Requirement.
Return every line in the items below that contains the string "Batch", matching case.

(Stored dataset items)
********************
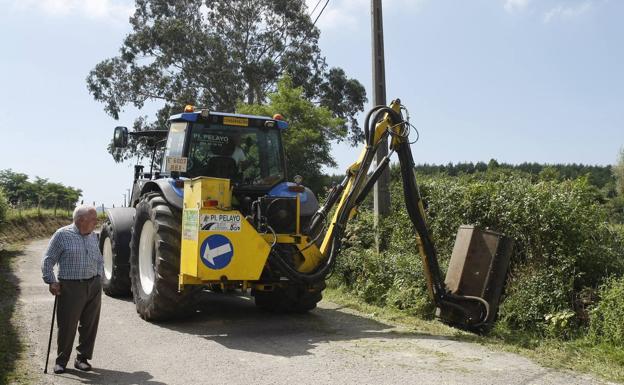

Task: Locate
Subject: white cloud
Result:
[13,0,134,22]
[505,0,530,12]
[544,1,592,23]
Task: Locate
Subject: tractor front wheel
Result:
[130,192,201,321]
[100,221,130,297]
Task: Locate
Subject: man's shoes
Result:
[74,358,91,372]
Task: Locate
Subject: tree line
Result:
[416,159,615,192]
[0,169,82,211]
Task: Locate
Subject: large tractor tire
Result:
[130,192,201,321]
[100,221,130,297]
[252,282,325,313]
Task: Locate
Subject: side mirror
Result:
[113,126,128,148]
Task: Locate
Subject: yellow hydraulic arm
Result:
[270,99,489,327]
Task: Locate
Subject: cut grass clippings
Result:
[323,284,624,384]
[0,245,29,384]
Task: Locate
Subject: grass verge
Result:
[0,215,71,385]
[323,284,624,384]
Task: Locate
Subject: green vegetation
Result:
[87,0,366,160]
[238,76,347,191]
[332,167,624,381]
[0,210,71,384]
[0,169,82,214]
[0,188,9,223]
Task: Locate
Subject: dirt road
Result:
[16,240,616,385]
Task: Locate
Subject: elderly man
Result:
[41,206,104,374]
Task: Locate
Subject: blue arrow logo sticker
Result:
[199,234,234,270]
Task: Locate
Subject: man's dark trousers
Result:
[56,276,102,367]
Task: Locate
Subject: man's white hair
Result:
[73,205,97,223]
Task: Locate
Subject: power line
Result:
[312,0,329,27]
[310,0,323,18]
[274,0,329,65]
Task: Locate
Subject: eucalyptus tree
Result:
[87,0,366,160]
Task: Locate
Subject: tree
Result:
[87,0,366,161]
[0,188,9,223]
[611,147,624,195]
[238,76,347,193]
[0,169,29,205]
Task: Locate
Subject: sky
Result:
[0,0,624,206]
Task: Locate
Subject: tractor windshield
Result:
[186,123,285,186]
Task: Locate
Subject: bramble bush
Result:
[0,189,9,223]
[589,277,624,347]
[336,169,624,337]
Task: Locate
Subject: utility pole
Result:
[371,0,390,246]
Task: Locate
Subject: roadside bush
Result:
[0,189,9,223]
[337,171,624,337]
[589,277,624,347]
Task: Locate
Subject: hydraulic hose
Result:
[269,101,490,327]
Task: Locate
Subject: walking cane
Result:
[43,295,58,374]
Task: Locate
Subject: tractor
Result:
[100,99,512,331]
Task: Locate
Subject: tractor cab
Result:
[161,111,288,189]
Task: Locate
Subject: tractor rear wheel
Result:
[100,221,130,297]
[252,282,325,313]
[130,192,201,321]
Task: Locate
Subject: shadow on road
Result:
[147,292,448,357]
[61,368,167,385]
********************
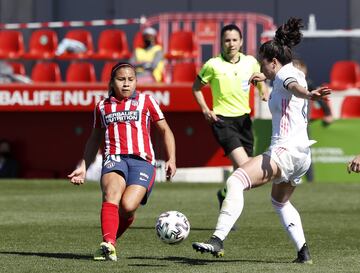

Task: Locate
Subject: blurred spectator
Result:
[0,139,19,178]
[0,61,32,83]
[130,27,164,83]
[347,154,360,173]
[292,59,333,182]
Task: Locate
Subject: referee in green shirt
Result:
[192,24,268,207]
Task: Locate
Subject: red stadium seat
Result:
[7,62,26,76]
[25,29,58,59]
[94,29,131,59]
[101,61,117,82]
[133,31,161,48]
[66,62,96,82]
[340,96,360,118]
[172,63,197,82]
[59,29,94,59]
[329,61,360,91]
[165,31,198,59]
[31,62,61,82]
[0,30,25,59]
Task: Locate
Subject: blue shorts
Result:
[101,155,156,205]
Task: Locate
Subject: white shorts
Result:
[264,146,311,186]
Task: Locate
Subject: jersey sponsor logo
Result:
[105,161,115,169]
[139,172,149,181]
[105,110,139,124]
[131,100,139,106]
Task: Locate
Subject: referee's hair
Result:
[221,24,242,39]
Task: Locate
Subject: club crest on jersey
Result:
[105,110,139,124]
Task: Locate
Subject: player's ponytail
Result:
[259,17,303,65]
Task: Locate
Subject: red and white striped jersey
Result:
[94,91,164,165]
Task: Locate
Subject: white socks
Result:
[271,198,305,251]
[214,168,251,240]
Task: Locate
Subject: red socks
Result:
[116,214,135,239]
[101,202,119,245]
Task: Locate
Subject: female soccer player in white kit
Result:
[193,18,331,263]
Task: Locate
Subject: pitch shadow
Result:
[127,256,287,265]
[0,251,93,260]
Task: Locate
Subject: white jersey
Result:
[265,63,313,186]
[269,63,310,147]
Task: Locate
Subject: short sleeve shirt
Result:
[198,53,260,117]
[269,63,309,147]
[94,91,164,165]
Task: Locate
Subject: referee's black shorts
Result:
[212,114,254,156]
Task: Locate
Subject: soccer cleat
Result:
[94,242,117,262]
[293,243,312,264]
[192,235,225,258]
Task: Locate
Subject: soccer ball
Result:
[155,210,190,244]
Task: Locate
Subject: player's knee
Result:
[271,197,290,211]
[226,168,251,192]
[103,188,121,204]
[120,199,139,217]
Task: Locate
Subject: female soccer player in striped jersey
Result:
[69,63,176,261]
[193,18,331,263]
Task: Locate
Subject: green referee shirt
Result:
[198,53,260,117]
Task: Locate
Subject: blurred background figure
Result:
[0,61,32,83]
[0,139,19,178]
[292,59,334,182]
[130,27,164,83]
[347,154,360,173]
********************
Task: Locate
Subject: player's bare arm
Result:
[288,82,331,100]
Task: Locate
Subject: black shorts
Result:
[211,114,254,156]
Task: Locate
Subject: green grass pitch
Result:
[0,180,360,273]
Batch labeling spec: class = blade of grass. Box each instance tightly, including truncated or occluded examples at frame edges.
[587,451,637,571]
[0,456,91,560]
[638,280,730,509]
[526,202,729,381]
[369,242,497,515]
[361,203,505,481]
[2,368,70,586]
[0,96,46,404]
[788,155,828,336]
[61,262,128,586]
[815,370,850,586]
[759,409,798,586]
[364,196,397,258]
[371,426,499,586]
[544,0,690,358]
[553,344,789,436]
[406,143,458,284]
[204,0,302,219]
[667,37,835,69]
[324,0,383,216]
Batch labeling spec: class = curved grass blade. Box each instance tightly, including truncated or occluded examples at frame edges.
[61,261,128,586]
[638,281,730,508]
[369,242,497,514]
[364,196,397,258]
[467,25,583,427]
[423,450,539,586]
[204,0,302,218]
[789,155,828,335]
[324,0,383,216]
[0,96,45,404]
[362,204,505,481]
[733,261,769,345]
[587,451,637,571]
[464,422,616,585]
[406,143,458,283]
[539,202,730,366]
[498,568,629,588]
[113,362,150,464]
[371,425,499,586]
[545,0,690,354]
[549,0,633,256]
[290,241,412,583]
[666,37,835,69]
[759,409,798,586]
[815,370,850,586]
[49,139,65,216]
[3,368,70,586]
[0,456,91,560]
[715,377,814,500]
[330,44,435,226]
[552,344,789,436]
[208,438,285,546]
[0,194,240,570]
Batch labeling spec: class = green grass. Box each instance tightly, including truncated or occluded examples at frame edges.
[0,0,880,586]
********************
The answer.
Batch labeling spec: class = blade of grass. Box each instance tightly, including truncated or occluded examples at frame edges.
Batch labeling spec: class = curved grass blade. Box each instance tightly, including truncated or occluded examples at frame edges.
Batch labeling spec: class = green grass. Box each instance tightly, including truncated or occluded examples at frame edges.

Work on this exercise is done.